__SOURCE EXCERPT__:
--- begin ---

Clarissa Fairchild Cushman's novel was first published in Good Housekeeping (Feb--Jun 1941). The above credits were taken from a cutting continuity. Jane Russell was loaned to Hunt Stromberg by independent producer and businessman Howard Hughes. This was her first motion picture appearance since Hughes' film The Outlaw (for more information on that film See Entry). The film also marked the motion picture debut of Faith Domergue, another Hughes protegée. According to a 21 Feb 1945 HR news item, Ida Lupino started production in the title role, and William Dieterle directed for the first two weeks. On 19 Apr 1945, HR reported that filming was starting at General Service under Dieterle's direction. The extent of his contribution to the final film, if any, is undetermined. Marie McDonald and Spring Byington were also included in early cast lists, but they do not appear later on.

--- end ---

__DATA RECORDS__:
--- begin ---

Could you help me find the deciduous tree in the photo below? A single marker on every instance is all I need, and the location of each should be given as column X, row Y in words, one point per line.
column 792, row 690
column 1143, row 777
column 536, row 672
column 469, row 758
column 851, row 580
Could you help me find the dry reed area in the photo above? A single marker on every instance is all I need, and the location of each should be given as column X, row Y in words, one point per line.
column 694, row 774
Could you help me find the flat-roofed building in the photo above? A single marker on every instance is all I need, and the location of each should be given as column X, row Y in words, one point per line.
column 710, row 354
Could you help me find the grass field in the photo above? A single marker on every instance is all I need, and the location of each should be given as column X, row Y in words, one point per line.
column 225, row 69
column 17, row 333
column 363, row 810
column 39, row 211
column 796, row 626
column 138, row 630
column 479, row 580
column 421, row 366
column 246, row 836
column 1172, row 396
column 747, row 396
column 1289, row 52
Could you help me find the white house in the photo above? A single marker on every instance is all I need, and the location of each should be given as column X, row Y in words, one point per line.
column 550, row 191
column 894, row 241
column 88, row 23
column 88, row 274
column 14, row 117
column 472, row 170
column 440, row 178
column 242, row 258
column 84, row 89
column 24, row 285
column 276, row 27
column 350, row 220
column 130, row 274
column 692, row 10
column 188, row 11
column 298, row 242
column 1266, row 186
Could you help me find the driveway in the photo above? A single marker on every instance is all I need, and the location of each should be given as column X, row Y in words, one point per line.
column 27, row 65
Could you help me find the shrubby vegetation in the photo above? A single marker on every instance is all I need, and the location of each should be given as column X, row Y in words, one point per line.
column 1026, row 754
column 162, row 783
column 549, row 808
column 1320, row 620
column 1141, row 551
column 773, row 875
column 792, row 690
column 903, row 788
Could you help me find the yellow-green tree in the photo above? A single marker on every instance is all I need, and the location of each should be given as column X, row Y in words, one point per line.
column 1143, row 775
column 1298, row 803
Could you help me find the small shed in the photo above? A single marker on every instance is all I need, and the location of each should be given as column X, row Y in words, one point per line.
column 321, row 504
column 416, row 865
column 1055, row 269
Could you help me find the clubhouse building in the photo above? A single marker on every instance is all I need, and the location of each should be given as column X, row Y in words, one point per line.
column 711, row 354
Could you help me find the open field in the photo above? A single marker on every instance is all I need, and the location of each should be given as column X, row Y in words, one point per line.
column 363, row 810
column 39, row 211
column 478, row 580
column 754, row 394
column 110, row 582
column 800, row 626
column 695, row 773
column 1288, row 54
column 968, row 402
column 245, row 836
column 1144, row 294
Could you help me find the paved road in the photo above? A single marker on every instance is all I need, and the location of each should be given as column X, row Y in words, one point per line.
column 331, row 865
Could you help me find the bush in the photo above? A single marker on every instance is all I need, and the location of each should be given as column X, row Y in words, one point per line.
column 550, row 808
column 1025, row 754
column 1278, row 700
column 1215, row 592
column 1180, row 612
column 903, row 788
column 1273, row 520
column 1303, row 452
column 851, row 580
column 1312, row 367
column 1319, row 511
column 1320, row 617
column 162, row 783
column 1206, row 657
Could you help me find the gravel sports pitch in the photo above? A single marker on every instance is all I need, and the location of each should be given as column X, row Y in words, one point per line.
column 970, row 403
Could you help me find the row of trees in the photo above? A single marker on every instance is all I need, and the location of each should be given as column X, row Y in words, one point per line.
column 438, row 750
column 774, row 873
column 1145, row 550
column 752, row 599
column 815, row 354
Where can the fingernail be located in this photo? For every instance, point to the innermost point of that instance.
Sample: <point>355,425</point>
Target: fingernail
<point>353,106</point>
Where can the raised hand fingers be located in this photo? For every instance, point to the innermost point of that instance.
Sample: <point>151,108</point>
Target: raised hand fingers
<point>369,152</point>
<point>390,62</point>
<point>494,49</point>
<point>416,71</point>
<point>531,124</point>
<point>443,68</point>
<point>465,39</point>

--- end ---

__CHALLENGE 1__: Please retype the passage of the production notes between "Clarissa Fairchild Cushman's" and "appear later on.", inclusive.
__CHALLENGE 2__: According to the production notes, whose motion picture debut did the film mark?

__WORKED SOLUTION 1__:
Clarissa Fairchild Cushman's novel was first published in Good Housekeeping (Feb--Jun 1941). The above credits were taken from a cutting continuity. Jane Russell was loaned to Hunt Stromberg by independent producer and businessman Howard Hughes. This was her first motion picture appearance since Hughes' film The Outlaw (for more information on that film See Entry). The film also marked the motion picture debut of Faith Domergue, another Hughes protegée. According to a 21 Feb 1945 HR news item, Ida Lupino started production in the title role, and William Dieterle directed for the first two weeks. On 19 Apr 1945, HR reported that filming was starting at General Service under Dieterle's direction. The extent of his contribution to the final film, if any, is undetermined. Marie McDonald and Spring Byington were also included in early cast lists, but they do not appear later on.

__WORKED SOLUTION 2__: Faith Domergue